• [What you need to do]
Can you print the material below again, line for line and without any changes?

[Saved entries]

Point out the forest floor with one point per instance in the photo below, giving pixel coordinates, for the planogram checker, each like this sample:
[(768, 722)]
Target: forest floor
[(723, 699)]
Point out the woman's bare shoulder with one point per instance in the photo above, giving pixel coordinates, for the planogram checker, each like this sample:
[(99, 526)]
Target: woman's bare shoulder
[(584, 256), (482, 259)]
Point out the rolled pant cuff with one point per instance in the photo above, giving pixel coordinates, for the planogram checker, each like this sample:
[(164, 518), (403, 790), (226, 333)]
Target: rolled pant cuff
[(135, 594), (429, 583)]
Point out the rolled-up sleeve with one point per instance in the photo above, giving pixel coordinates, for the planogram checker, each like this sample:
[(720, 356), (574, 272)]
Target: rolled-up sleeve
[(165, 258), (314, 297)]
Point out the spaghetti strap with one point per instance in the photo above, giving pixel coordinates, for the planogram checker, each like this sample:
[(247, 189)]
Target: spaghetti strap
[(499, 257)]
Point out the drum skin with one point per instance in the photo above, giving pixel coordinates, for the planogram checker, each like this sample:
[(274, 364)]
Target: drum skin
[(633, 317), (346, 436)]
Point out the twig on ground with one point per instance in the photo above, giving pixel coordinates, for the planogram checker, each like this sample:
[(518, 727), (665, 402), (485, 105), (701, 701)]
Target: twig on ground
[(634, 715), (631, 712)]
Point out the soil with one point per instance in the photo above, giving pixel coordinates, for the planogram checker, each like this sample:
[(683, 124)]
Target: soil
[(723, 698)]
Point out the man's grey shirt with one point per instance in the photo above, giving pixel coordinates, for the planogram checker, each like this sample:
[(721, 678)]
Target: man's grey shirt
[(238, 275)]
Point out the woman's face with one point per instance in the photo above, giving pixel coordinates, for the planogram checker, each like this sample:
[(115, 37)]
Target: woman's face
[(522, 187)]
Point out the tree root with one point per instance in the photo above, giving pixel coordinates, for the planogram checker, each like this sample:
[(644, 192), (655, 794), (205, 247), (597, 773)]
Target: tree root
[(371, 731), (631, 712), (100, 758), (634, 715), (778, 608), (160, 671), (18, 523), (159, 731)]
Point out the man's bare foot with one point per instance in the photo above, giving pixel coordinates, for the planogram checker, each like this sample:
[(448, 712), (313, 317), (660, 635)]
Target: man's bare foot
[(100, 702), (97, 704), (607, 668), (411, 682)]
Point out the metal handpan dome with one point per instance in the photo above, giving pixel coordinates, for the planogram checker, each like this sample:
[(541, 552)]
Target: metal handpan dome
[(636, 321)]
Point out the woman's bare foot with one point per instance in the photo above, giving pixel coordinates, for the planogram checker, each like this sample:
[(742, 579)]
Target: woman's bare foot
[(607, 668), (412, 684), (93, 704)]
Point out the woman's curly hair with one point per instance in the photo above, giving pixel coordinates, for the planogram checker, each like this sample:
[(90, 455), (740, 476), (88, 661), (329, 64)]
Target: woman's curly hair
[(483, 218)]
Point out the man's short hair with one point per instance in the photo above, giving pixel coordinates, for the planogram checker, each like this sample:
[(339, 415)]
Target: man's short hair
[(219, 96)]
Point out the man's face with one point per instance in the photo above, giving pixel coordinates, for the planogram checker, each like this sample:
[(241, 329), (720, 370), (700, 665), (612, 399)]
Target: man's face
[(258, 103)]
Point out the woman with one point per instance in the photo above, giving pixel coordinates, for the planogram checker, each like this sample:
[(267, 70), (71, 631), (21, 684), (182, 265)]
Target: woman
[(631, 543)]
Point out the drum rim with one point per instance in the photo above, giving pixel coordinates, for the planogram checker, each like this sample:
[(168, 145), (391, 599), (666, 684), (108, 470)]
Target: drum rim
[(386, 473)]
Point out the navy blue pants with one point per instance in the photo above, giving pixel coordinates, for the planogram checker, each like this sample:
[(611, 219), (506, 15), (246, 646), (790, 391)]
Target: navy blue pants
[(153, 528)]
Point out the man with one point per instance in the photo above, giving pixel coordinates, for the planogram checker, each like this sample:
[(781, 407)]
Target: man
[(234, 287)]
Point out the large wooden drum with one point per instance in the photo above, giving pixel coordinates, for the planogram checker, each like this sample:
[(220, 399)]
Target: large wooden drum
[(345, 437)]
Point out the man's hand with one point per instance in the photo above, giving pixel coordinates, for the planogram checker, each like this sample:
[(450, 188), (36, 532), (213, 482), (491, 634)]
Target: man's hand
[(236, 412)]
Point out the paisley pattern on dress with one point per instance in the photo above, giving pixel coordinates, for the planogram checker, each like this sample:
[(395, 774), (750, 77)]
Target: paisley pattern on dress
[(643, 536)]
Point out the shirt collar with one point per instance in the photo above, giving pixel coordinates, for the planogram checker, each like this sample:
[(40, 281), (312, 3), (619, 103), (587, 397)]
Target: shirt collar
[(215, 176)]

• [Exercise response]
Point out the forest floor with one point per instance in the photo below, giving pixel coordinates, for the planogram checker, each like this sample:
[(768, 722)]
Target: forest floor
[(723, 699)]
Point out the woman's bare shoulder with one point per instance in the photo above, giving pixel coordinates, for the planogram checker, each like this sample:
[(99, 526)]
Target: woman's bare shoulder
[(584, 256), (482, 259)]
Point out the rolled pant cuff with one point per instance in the photo above, giving pixel coordinates, for the planogram checker, each like this sample:
[(164, 518), (403, 790), (226, 333)]
Target: rolled pant cuff
[(135, 594), (429, 583)]
Point out the rolled-up sleeve with one point per instance in the photo above, giving pixel coordinates, for the planogram checker, each like this sample:
[(720, 356), (574, 272)]
Target: rolled-up sleeve
[(165, 258), (314, 297)]
Point out the spaghetti strap with one point per instance in the photo above, giving pixel coordinates, for the planogram checker, each like this sample:
[(247, 189)]
Target: spaghetti strap
[(499, 257)]
Point out the drum skin with one point per instance in the photo above, giving pixel coordinates, for the planogram checker, each like this sample:
[(274, 364)]
Target: drum skin
[(633, 317), (346, 436)]
Point out the twig on ground with one point per instance in the photo above, giving pixel coordinates, for the planogram checker, each like this sample:
[(518, 727), (665, 402), (485, 105), (701, 701)]
Target: twig on ground
[(634, 715), (631, 712)]
Point out the soil with one point per instance in the photo above, giving pixel coordinates, for the planogram checker, each like this sample:
[(683, 124)]
Target: soil
[(723, 698)]
Point out the man's grey shirt with one point per instance in the photo above, giving pixel coordinates, for the planogram checker, each like this sample:
[(721, 678)]
Target: man's grey shirt
[(238, 275)]
Point out the woman's face with one point per instance in the photo above, giving pixel coordinates, for the planogram checker, each like this sample:
[(115, 37)]
Target: woman's face
[(522, 187)]
Point out the tree root with one point per instance in the photo above, giving pixel coordinates, for the planogram checker, each like this sample:
[(644, 192), (655, 794), (205, 247), (597, 773)]
Target: tree root
[(371, 731), (631, 712), (100, 758), (634, 715), (778, 608), (160, 671), (18, 523), (159, 731)]
Point out the man's bare foot with one point per instance in the photo above, giving pixel coordinates, for the planogram checker, each like this sample:
[(448, 712), (313, 317), (660, 635)]
Target: man's bare foot
[(100, 702), (97, 704), (607, 668), (411, 682)]
Point out the metal handpan dome with one point per instance in the photo above, giving pixel coordinates, for the planogram checker, each like this sample:
[(541, 552)]
Target: metal handpan dome
[(636, 321)]
Point out the woman's bare foot with one point per instance in the photo above, giving pixel coordinates, for the planogram checker, each like this sample:
[(742, 579)]
Target: woman's bare foot
[(607, 668), (412, 684), (93, 704)]
Point out the woman's curly hair with one point per instance in the photo above, giving pixel coordinates, for the planogram checker, each like this sample:
[(90, 455), (740, 476), (88, 661), (329, 64)]
Target: woman's curly hair
[(483, 218)]
Point out the man's short hair with one point per instance in the photo above, giving pixel coordinates, for the planogram checker, each like this sample:
[(339, 415)]
Target: man's short hair
[(219, 96)]
Point out the man's face with one point per instance in the photo above, giving pixel coordinates, for the planogram checker, each like this sample:
[(241, 329), (720, 370), (700, 665), (612, 399)]
Target: man's face
[(258, 103)]
Point out the woman with one point per instance in the photo above, giving pixel coordinates, for the planogram checker, each like this sample:
[(267, 70), (71, 631), (21, 684), (182, 265)]
Target: woman
[(631, 543)]
Point out the drum rim with one point per instance in the photo above, giving pixel coordinates, for the planogram checker, each like this sample:
[(168, 145), (391, 599), (666, 684), (108, 470)]
Target: drum rim
[(386, 473)]
Point out the navy blue pants with one point per instance in the photo above, giving pixel coordinates, for the planogram checker, each like this sample:
[(611, 219), (506, 15), (246, 646), (790, 391)]
Target: navy blue pants
[(153, 528)]
Point out the man with one point per instance in the photo above, giving pixel coordinates, for the planogram checker, each like this sample:
[(781, 407)]
Target: man
[(234, 287)]
Point out the large wooden drum with one point per instance in the photo above, giving pixel coordinates, for the planogram checker, each like this sample:
[(220, 399)]
Target: large wooden drum
[(345, 437)]
Point out the man's hand with one point per instance in the photo above, giving pixel coordinates, for the planogram checker, each like this sample:
[(450, 188), (36, 532), (213, 482), (491, 634)]
Target: man's hand
[(236, 412)]
Point out the paisley pattern on dress with one point per instance in the photo above, giving pixel coordinates, for the planogram checker, each like this sample:
[(395, 774), (750, 77)]
Target: paisley pattern on dress
[(643, 536)]
Point out the shirt collar with one point per instance in the photo above, giving pixel coordinates, for the planogram checker, each like this sample:
[(40, 281), (312, 3), (619, 103), (587, 397)]
Target: shirt collar
[(215, 176)]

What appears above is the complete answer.